— Start RECORDS PROVIDED —
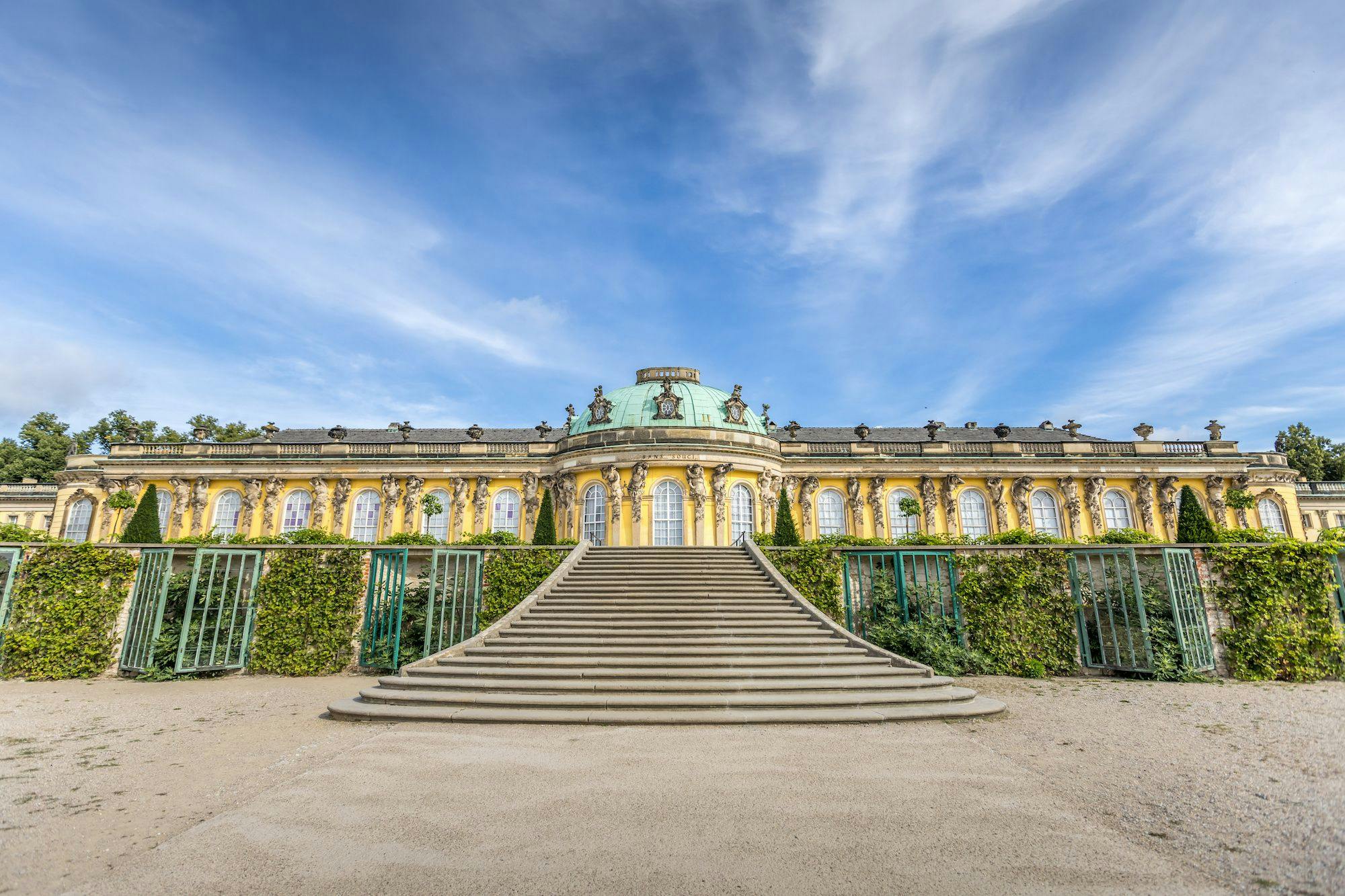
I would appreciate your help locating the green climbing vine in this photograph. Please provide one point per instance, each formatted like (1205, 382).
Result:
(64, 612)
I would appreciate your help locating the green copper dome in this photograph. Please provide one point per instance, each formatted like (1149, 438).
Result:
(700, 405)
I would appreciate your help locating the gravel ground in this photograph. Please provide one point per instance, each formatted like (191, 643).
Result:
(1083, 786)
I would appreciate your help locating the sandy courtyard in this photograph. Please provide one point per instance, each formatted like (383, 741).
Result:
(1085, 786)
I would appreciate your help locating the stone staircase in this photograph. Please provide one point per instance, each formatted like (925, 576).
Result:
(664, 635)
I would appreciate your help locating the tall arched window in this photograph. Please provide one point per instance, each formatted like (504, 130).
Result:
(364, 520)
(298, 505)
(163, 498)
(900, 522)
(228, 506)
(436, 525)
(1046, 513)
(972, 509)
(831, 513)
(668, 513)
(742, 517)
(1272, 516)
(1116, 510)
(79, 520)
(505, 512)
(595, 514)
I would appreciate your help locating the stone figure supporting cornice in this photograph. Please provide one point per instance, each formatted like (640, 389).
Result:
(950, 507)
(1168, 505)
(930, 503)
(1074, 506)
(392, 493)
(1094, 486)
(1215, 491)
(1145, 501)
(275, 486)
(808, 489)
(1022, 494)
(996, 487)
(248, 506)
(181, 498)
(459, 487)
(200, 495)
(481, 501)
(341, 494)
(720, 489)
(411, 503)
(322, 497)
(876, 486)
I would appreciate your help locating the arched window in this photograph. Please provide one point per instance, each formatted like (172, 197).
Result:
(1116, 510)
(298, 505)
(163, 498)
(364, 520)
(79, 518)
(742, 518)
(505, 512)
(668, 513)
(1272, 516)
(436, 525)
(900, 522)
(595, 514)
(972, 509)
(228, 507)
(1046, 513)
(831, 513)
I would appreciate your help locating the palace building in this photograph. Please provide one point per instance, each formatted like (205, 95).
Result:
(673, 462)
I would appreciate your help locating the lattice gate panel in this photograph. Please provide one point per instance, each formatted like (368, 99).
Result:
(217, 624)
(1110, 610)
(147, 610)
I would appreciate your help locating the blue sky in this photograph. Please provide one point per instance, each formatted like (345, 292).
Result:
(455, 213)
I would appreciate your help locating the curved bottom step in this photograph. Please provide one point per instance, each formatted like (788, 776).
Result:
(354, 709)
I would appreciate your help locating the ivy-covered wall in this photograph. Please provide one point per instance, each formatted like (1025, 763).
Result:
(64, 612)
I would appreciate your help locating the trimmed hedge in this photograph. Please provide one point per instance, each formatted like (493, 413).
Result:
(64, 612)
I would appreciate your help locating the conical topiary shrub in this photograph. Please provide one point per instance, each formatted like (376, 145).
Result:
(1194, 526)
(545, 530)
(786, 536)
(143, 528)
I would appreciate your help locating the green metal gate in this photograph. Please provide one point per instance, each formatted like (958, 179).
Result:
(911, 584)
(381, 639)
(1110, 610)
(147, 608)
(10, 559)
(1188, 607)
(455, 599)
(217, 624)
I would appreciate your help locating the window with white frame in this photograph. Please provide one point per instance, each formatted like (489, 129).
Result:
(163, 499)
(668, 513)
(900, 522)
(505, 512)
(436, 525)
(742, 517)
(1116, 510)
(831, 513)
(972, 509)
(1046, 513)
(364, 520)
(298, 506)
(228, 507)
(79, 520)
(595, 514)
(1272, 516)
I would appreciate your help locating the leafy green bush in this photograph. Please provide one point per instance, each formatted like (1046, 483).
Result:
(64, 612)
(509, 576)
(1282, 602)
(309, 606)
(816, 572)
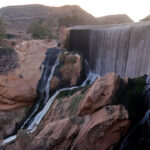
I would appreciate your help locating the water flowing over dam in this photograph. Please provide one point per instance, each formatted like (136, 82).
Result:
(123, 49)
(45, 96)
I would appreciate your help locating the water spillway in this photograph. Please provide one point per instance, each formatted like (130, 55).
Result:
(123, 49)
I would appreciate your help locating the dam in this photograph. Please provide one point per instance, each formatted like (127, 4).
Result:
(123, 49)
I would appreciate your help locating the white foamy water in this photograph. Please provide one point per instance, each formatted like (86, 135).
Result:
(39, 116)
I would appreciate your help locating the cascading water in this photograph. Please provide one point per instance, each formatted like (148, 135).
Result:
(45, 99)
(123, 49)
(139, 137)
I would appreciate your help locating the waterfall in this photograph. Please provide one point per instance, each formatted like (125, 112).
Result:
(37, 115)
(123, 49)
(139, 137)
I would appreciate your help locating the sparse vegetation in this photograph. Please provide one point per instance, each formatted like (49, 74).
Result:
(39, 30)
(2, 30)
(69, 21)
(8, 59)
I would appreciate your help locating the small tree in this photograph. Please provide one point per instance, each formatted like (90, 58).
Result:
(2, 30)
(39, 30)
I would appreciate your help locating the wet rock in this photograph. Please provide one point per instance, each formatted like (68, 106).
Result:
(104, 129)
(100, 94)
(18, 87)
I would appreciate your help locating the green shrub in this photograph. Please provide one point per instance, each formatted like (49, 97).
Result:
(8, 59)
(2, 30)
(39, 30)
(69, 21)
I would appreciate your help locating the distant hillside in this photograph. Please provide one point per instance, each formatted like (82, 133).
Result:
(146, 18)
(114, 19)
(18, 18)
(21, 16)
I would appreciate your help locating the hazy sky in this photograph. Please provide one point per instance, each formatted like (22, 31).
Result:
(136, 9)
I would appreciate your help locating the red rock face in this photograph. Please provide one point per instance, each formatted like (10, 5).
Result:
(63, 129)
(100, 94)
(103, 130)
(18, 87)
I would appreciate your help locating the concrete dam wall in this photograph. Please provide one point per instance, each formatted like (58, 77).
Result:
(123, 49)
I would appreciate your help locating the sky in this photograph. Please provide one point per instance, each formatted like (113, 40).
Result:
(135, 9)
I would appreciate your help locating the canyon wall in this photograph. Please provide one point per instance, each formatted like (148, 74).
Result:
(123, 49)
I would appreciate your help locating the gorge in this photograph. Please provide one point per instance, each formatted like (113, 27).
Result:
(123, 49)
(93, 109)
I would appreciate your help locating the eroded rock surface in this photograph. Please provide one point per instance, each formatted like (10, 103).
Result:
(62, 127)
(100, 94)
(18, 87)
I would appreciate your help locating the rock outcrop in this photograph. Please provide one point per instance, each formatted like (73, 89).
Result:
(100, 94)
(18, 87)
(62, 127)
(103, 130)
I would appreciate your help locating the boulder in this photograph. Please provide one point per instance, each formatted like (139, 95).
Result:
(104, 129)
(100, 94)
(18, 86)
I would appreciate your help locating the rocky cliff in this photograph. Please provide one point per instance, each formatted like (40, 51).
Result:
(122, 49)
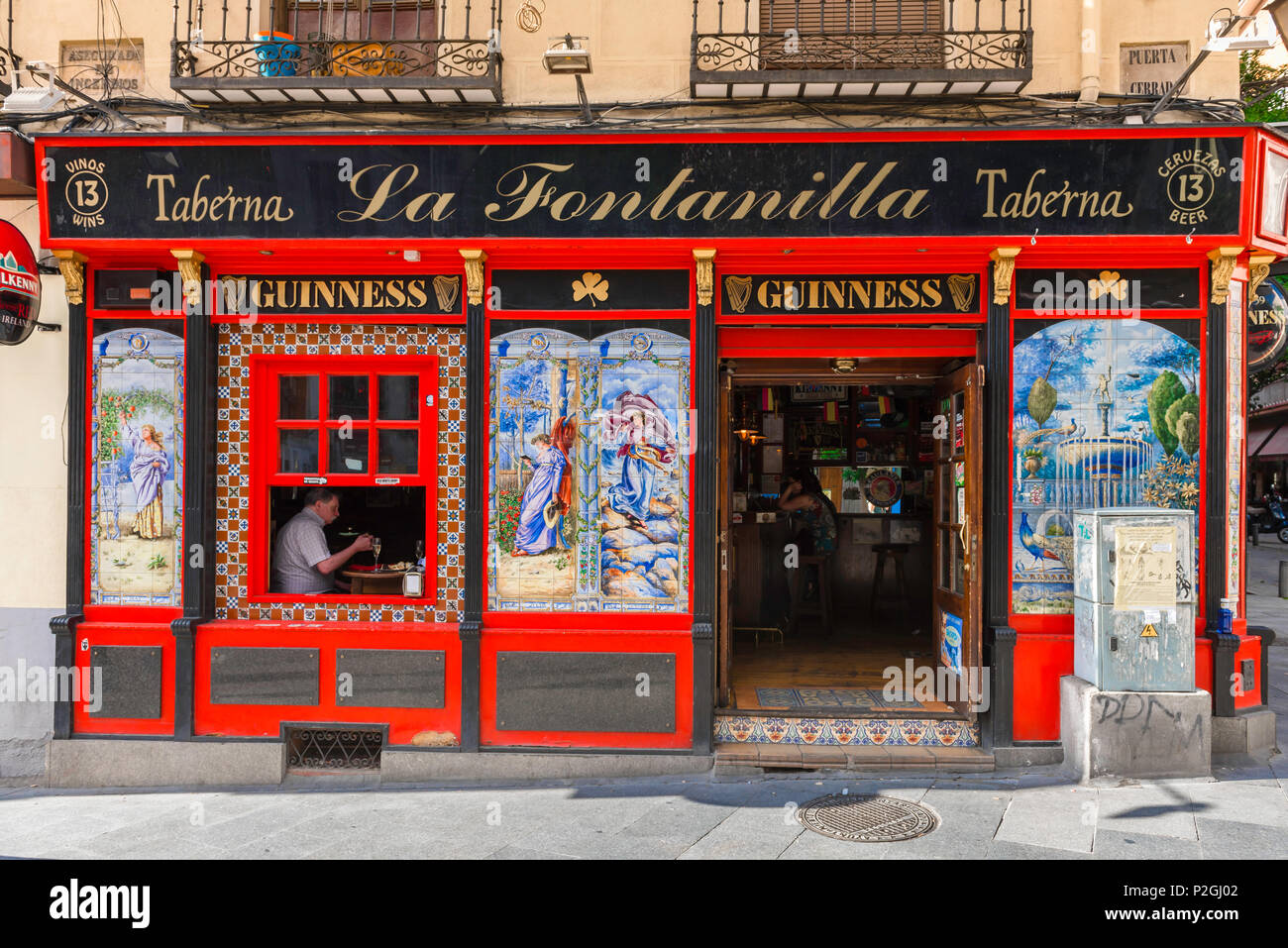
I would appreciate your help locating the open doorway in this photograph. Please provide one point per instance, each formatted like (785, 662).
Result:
— End RECORDS PROVIDED —
Reproduce every line of the listing above word for word, omitting the pictures.

I would appreciate your help locating the green climbing vine in this photograph. Please provide one point per instance, each formatted like (1205, 382).
Result:
(64, 612)
I would appreciate your help locating the green copper dome in this photograph. Please provide one point per instance, each formatted like (1149, 438).
Result:
(700, 405)
I would appreciate your help locating the gravel ground in this photograph. Please provide one point per instance, each formatted like (191, 643).
Result:
(1083, 786)
I would appreciate your help locating the sandy courtyard in this photograph. Please provide one point per instance, each formatted like (383, 741).
Result:
(1085, 786)
I would appreciate your help locating the stone staircase in this photograph. Please provide one point per instance, each formatted like (925, 576).
Result:
(664, 635)
I would appreciate your help locating the tall arched window in this photograph. Please provide one point per instance, each formatted like (504, 130).
Result:
(364, 520)
(298, 505)
(163, 498)
(900, 522)
(228, 506)
(436, 525)
(1046, 513)
(972, 509)
(831, 513)
(668, 513)
(742, 517)
(1272, 516)
(1116, 510)
(79, 520)
(505, 512)
(595, 514)
I would appreciate your help locating the stone figure supporting cornice in this photograph. Please provide one point per instance, each formatted like (640, 389).
Result:
(950, 507)
(1168, 505)
(930, 503)
(1074, 506)
(392, 493)
(1094, 486)
(1215, 491)
(1145, 501)
(275, 486)
(808, 489)
(1022, 494)
(996, 487)
(248, 506)
(181, 498)
(459, 487)
(200, 495)
(481, 501)
(341, 494)
(720, 489)
(411, 503)
(322, 497)
(876, 486)
I would appreciate your help locating the arched window in this photograph. Please provide one point per instance, each formatted like (172, 197).
Result:
(1116, 510)
(298, 505)
(163, 498)
(364, 520)
(79, 518)
(742, 518)
(505, 512)
(668, 513)
(1272, 516)
(436, 525)
(900, 522)
(595, 514)
(972, 509)
(228, 507)
(1046, 513)
(831, 513)
I would appreciate your help locating the palace building in this photograph. Please provide one point per instance, each formatted like (205, 95).
Result:
(673, 462)
I would appreciate your help locating the lattice gate panel in this photograph. Please provide one point per instance, each formatted like (368, 99).
Result:
(217, 624)
(1110, 610)
(147, 610)
I would appreciate your help locating the blue sky in this photograph. Please provide one point per instance, each formatted like (345, 292).
Result:
(455, 213)
I would appreciate your help locating the curved bottom step in this photograph. Please provide one point per instance, each formatted like (788, 776).
Result:
(354, 709)
I would appreciate your help locating the ivy-covered wall in this photograph. Please provide one point per instance, each formatted like (1025, 763).
Result:
(64, 612)
I would appreciate your help locating the trimmed hedge in this photograph. Please provide one point per instance, each formatted like (493, 413).
Result:
(64, 612)
I would appreciate your help locating the conical topiary shrub in this photograph. Please provide one point per instance, each formatted like (376, 145).
Result:
(1194, 526)
(545, 530)
(786, 536)
(143, 528)
I would appreciate your help locating the green metal gate in this photograph. Please provide one point per instance, each formatted like (958, 179).
Result:
(911, 584)
(381, 639)
(1110, 610)
(147, 608)
(10, 559)
(1188, 607)
(455, 599)
(217, 624)
I would appreciate your help locating the window with white frame in this photograph. Please provide one point per instance, each formatted like (489, 129).
Result:
(163, 499)
(668, 513)
(900, 522)
(505, 512)
(436, 525)
(742, 517)
(1116, 510)
(831, 513)
(972, 509)
(1046, 513)
(364, 520)
(298, 506)
(228, 507)
(79, 520)
(595, 514)
(1272, 516)
I would appreciate your help locating the leafy green bush in this photograph. Please provide one point per instance, each formatted like (1046, 483).
Result:
(64, 612)
(509, 576)
(1282, 602)
(309, 606)
(816, 572)
I would appreciate your help locating the water flowing over dam in this photograph. Please provide one point per instance, each formatted like (136, 82).
Result:
(123, 49)
(45, 96)
I would appreciate your help locating the water spillway in this photograph. Please provide one point per instance, each formatted like (130, 55).
Result:
(123, 49)
I would appreciate your help locating the dam in this photograph. Please provide one point per instance, each formatted like (127, 4).
Result:
(123, 49)
I would appreciate your help locating the white foamy water in this photograph. Please provide one point per instance, each formatted like (86, 135).
Result:
(39, 116)
I would appreciate your help locating the cascading water in this photograph. Please provide one point per instance, each formatted like (148, 135).
Result:
(45, 99)
(123, 49)
(139, 137)
I would appreciate your help locating the waterfall in this photograph. Please provide one point per instance, each formatted like (125, 112).
Result:
(37, 115)
(123, 49)
(139, 137)
I would appreciate your help locating the sparse vegetation in this photograph. Please provide one point per instance, each formatted like (49, 74).
Result:
(39, 30)
(2, 30)
(69, 21)
(8, 59)
I would appreciate your help locating the small tree in this photograph. Please provide one point per instance, each formatted like (90, 58).
Result:
(2, 30)
(39, 30)
I would appreciate your help locating the wet rock in this photograph. Please provide one point per instance, each formatted like (68, 106).
Result:
(104, 129)
(100, 94)
(18, 87)
I would appreciate your help locating the green shrub in this photograph. Please provide one point per instance, each formatted like (49, 97).
Result:
(8, 59)
(2, 30)
(39, 30)
(69, 21)
I would appreciate your help locating the distant hillside in this photograph. Please provide one point per instance, each formatted like (82, 133).
Result:
(146, 18)
(114, 19)
(18, 18)
(21, 16)
I would appreciate your help locating the hazy sky in this photograph. Please provide one point per instance, each formatted like (22, 31).
Result:
(136, 9)
I would appreciate your help locating the red rock face in this photograph. Please provide one point per instance, each formatted like (10, 5).
Result:
(63, 129)
(100, 94)
(103, 130)
(18, 87)
I would appreciate your help locating the concrete dam wall in this photograph. Please provide one point per instance, each formatted like (58, 77).
Result:
(123, 49)
I would appreciate your help locating the sky in this photograph. Please provide one point per instance, each formatted like (113, 40).
Result:
(135, 9)
I would appreciate your help locating the canyon wall in this photograph. Please provide one point per instance, each formatted like (148, 74).
Result:
(123, 49)
I would appreciate your help locating the gorge in this photograph. Please provide one point per instance, each formatted like (113, 27).
Result:
(123, 49)
(93, 109)
I would appreciate your help locating the eroded rock surface in this photograph. Please provide one point per instance, each formatted like (10, 103).
Result:
(62, 127)
(100, 94)
(18, 87)
I would appreciate your help locating the rock outcrop in this photograph. Please provide one point per instance, each formatted like (73, 89).
Result:
(100, 94)
(18, 87)
(62, 127)
(103, 130)
I would appreciate your help locating the boulder in this photograph. Please provide one point per instance, each formatted like (139, 95).
Result:
(104, 129)
(100, 94)
(18, 86)
I would appreciate your help locating the rocky cliff in this photograph. Please provide one point per instance, each formatted like (40, 51).
Result:
(122, 49)
I would appreciate your help locating the open doorway in this photograph. Please provide one point per instance, each formatted like (785, 662).
Result:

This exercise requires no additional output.